## EXERCISE
Line by line, copy the material below exactly.

= = = = =

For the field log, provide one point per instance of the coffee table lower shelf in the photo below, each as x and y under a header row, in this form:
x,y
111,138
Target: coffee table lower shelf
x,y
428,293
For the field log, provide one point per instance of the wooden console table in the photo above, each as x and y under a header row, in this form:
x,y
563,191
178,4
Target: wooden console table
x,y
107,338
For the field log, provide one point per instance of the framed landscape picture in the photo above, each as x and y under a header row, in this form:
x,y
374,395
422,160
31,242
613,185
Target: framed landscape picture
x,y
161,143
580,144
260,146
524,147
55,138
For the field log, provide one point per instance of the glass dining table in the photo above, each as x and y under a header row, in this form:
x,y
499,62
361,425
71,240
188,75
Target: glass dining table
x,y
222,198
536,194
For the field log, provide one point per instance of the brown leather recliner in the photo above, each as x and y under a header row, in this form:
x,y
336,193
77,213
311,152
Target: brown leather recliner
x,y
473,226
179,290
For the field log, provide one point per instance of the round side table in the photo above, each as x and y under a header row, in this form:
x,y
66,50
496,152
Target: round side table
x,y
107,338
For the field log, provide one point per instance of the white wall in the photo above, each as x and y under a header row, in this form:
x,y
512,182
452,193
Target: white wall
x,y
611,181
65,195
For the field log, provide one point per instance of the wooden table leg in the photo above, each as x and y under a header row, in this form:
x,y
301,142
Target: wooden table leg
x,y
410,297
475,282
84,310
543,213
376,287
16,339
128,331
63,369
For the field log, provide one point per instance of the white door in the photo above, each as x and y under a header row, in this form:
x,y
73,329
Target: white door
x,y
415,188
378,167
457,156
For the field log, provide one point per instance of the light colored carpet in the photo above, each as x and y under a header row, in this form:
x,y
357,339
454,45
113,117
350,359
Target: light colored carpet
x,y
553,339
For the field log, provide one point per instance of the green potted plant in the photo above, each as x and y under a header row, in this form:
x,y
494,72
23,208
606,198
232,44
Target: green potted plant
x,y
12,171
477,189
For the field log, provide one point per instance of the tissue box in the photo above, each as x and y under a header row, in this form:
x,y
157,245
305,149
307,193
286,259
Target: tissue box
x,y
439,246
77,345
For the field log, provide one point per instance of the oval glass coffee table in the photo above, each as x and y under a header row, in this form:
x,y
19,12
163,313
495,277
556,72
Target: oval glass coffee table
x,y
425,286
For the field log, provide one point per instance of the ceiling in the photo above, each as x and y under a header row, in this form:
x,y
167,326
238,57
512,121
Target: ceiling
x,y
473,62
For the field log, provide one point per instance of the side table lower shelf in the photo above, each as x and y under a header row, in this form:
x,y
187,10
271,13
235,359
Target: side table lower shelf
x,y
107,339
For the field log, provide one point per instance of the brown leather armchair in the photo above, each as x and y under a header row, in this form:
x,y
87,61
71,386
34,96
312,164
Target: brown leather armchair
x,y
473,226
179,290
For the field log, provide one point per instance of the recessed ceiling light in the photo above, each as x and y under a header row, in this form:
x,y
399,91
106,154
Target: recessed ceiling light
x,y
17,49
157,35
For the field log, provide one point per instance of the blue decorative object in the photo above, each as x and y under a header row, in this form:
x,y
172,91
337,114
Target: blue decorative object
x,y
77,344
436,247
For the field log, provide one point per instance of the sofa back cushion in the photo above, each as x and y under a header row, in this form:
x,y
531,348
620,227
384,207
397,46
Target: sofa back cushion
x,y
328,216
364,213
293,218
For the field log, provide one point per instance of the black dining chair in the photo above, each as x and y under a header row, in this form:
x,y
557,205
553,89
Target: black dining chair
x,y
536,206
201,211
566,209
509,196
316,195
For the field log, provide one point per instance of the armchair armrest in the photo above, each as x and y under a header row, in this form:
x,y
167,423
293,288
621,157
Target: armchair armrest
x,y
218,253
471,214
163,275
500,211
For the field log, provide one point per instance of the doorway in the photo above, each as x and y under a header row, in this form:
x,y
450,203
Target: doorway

= = = = =

## SOLVED EXERCISE
For the field log, provide one point per instance of the coffee table lower shelf in the photo below, each as x and y under a header row, in this form:
x,y
111,138
Target: coffee table lower shelf
x,y
428,293
For the field log, provide one point per instance of the wooden console table in the photo above, each as x and y under a header row, in this form:
x,y
563,191
178,4
Target: wooden console table
x,y
107,338
For the field log, provide one point per instance of the framed landscape picture in the photo above, each as x and y under a header row, in this form:
x,y
374,395
422,160
31,242
613,185
Target: framed landscape picture
x,y
161,143
580,144
260,146
524,147
55,138
For the field log, provide one point per instance of the glass dining table in the photo above, each as x and y under a header row, in this form:
x,y
499,62
361,425
71,240
188,75
Target: glass dining table
x,y
222,198
536,194
For the field log, provide one point per instance of the brown leather recliner in the photo above, each as x and y under a header row, in this form:
x,y
336,193
77,213
311,152
Target: brown leather recliner
x,y
473,226
179,290
For the field log, provide one point per instance of the round side table in the photo above, each as x and y under a header row, in this form:
x,y
66,50
496,152
Target: round side table
x,y
107,338
For the field log, provide one point per instance of the white wall in the photo above, each as x and y under a header row, in this form:
x,y
512,182
452,193
Target: white wall
x,y
611,181
65,195
For the field log, provide one point per instance of the wooden table leg in the photo above, each as x and y under a header row, in this form:
x,y
301,142
Target: wooden table leg
x,y
410,297
475,282
84,310
543,213
376,287
16,339
128,331
63,369
For the field log, provide one point per instance of the white door in the photo above, each as x and y under a header row, in this form:
x,y
73,329
Target: white door
x,y
415,188
378,167
457,156
For the field log, provide one point per instance of the light colored carpet in the photo above, each as x and y under a header row, in this form:
x,y
357,339
454,45
113,117
350,359
Target: light colored carpet
x,y
553,339
For the field log, provide one point per instance of the green potted plant in the photo above, each as x and y under a header row, in this form:
x,y
494,72
23,208
606,198
232,44
Target: green potted plant
x,y
12,171
477,189
For the field log, provide one point per instance of the tissue box in the photo above, each as x and y under a header row, in this form:
x,y
157,245
305,149
307,193
286,259
Target: tissue box
x,y
439,246
77,345
For the field log, provide one point per instance of the oval glass coffee table in the photo above, each as x and y under a header row, in this form:
x,y
19,12
163,313
495,277
556,72
Target: oval glass coffee table
x,y
425,286
For the field log, provide one point per instance of the ceiling in the photo above, each as x and y under a header row, in this form:
x,y
167,326
238,57
512,121
Target: ceiling
x,y
473,62
For the field log, provide one point per instance of the side table lower shelf in the photo above, each as x and y under a header row, in this form:
x,y
187,10
271,13
235,359
Target: side table lower shelf
x,y
107,339
For the field log, provide one point per instance of the brown leather armchair in the photo above, each as x and y under a header row, in this form:
x,y
87,61
71,386
34,96
312,164
Target: brown leather armchair
x,y
473,226
179,290
For the field log, provide one point per instance of the recessed ceiling light in the photo above, each as x and y under a header row, in this form:
x,y
399,91
106,154
Target: recessed ceiling light
x,y
17,49
157,35
For the field log, provide one point per instance of the blue decorative object in the photo above, each as x and y under a header row, in this form:
x,y
172,91
337,114
Target: blue decorative object
x,y
77,344
436,247
For the field log, provide one point per instance of the sofa back cushion in the photo above, each as x and y under a header row, in this form:
x,y
531,348
620,227
384,207
397,46
Target: sofa back cushion
x,y
328,216
364,213
293,218
For the field log, provide one point per instance of the black dining chair in the photo above, each as x and y under a header row, in this form:
x,y
557,205
553,89
Target: black dining chair
x,y
536,206
201,211
566,209
509,196
316,195
For the field log, provide one point per instance of the armchair armrest in the photo above, each as x and y under a header row, in this form:
x,y
167,423
293,288
621,157
Target: armchair armrest
x,y
218,253
471,214
163,275
500,211
For the field log, provide one point per instance of the doorway in the photo above, each as x and y under a header row, in this form:
x,y
450,203
Target: doorway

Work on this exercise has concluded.